* _Task to carry out_
Render the records from the line containing "Batch processing job — object class: orange" through the line containing "0 101 256 131", both included, as a JSON list of strings with one string per line. Omit blank lines and leave the pictures out.

* _Task data_
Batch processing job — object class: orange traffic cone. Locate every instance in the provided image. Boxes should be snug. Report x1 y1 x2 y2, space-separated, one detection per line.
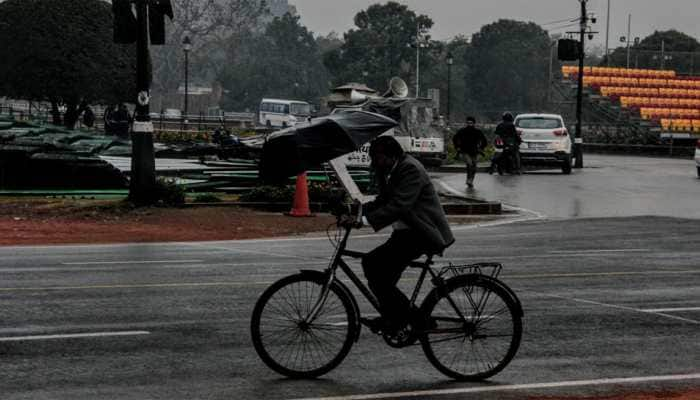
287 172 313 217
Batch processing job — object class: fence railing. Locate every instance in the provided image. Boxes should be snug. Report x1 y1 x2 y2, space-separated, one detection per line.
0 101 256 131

...

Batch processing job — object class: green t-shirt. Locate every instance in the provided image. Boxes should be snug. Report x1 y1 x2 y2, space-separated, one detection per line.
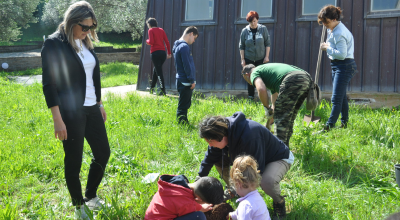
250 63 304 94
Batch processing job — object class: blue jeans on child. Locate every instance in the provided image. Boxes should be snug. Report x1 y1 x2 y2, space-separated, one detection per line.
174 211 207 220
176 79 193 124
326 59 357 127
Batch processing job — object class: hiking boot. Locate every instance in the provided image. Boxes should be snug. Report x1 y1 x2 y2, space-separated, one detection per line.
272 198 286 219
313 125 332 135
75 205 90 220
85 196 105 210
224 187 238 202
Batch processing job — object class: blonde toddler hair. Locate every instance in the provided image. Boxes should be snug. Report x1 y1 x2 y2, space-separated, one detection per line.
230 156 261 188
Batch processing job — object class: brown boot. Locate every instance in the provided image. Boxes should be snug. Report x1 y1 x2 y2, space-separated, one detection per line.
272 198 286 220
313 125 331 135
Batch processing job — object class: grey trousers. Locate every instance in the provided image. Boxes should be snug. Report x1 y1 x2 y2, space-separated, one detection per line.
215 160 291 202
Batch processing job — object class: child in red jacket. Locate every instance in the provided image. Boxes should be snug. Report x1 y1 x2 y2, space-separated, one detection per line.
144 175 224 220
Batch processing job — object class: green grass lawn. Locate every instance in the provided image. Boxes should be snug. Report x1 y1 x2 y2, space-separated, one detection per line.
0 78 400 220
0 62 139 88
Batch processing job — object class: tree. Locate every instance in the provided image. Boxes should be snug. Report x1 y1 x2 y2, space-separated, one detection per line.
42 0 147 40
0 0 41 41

...

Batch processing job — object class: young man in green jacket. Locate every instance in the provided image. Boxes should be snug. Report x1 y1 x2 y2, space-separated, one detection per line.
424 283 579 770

* _Complete response_
[
  "Batch processing job — object class: orange traffic cone. Locate every instance in the provided image. Boxes should be snug. Report x1 y1 x2 y2, space-separated, one detection per line.",
  "287 172 313 217",
  "Batch processing job — object class: fence railing. Locate every instance in the provided image. Boxes should be snug. Report x1 y1 x2 y2, space-separated, one detection per line.",
  "0 101 256 131"
]